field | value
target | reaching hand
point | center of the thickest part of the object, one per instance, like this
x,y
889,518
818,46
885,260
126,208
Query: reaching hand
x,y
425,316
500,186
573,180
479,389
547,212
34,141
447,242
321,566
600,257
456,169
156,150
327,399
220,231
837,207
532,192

------------------------------------

Would you mind giving all the records again exactly?

*Answer box*.
field | value
target | reaching hand
point | center of the thickest part of the object, one per instance, like this
x,y
889,518
818,46
885,260
126,208
Query: reaching hand
x,y
425,316
500,186
573,180
479,389
547,212
34,141
447,242
321,566
600,257
456,169
156,150
327,399
220,231
837,207
532,192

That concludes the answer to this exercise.